◆ **EXCERPTED DATA**:

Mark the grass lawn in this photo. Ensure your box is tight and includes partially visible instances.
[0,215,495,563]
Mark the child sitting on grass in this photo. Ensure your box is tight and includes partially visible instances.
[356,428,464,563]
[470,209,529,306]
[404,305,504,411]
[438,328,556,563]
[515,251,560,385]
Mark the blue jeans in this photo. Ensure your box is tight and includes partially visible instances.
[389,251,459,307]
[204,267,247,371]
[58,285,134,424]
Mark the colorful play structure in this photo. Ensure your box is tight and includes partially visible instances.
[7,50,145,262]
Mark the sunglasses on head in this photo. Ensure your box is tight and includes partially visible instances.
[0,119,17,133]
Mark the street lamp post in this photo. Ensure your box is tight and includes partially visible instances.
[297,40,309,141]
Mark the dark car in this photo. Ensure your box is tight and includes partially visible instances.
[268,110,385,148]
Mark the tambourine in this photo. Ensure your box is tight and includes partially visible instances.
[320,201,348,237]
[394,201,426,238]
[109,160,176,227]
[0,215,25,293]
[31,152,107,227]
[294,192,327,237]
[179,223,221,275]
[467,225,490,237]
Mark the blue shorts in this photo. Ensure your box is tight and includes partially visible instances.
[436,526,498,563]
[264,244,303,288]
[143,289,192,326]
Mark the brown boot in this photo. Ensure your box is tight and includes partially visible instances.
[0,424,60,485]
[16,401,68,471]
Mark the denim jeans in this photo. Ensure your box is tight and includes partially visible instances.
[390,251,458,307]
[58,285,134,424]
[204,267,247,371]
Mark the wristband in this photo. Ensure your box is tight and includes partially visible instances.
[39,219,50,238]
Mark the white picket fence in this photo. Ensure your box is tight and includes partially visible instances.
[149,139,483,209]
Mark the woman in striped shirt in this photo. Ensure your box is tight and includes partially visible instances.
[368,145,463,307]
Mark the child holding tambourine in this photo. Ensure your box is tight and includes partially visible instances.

◆ **WHAT YOU WILL DO**: Reproduce all of the material above word for word, keeping every line in its original order.

◆ **WRITTEN ANSWER**:
Mark the grass lawn in this photo. Ensure your box is tight and includes partially visible instances.
[0,215,495,563]
Mark the child sitting on grass in this photo. Ensure your box is tight and includes partially visible instances.
[356,428,464,563]
[470,209,529,306]
[404,305,504,411]
[438,328,556,563]
[515,251,560,385]
Mark the blue jeans in this photo. Ensure your box is tight and includes partially visible instances.
[389,251,459,307]
[204,267,247,371]
[58,285,134,424]
Mark the colorful play structure in this photo. Ensure your box is tight and includes partially visible instances.
[7,50,145,262]
Mark the sunglasses on head in this photo. Ensure your box is tight and includes partially visible instances.
[0,119,17,133]
Mark the street lamp post in this photo. Ensure your box is tight and includes partially visible instances.
[297,40,309,141]
Mark the dark car in this photo. Ensure your box is tight and includes partially visible instances.
[268,110,385,148]
Mark the tambourine in this photo. Ensure your box is tight and includes partially visible instances.
[320,201,348,237]
[394,201,426,238]
[109,160,176,227]
[0,215,25,293]
[31,152,107,227]
[294,192,327,237]
[179,223,221,275]
[467,225,490,237]
Mark the blue shorts in this photo. Ensure your box is tight and includes partially visible instances.
[436,526,498,563]
[264,244,303,288]
[143,289,192,326]
Mark the brown boot in this photo. Ensure your box is tight and includes partially visible instances.
[0,424,60,485]
[16,401,68,471]
Mark the denim jeans in this photo. Ensure your box is tight and includes partially visible instances.
[390,251,458,307]
[58,285,134,424]
[204,267,247,371]
Mark the wristband in this photo. Ensure your box is tight and includes partially visible instances.
[39,219,50,238]
Mark the white picket fence in this photo. Ensure your box is tight and includes partially visible instances.
[149,139,483,209]
Mark the woman in striped shirt in this photo. Ensure your box is tight and includes partially visible instances.
[368,145,463,307]
Mark the child holding tambourine in this photo. Ensure your box is tight and includes partially visible instances.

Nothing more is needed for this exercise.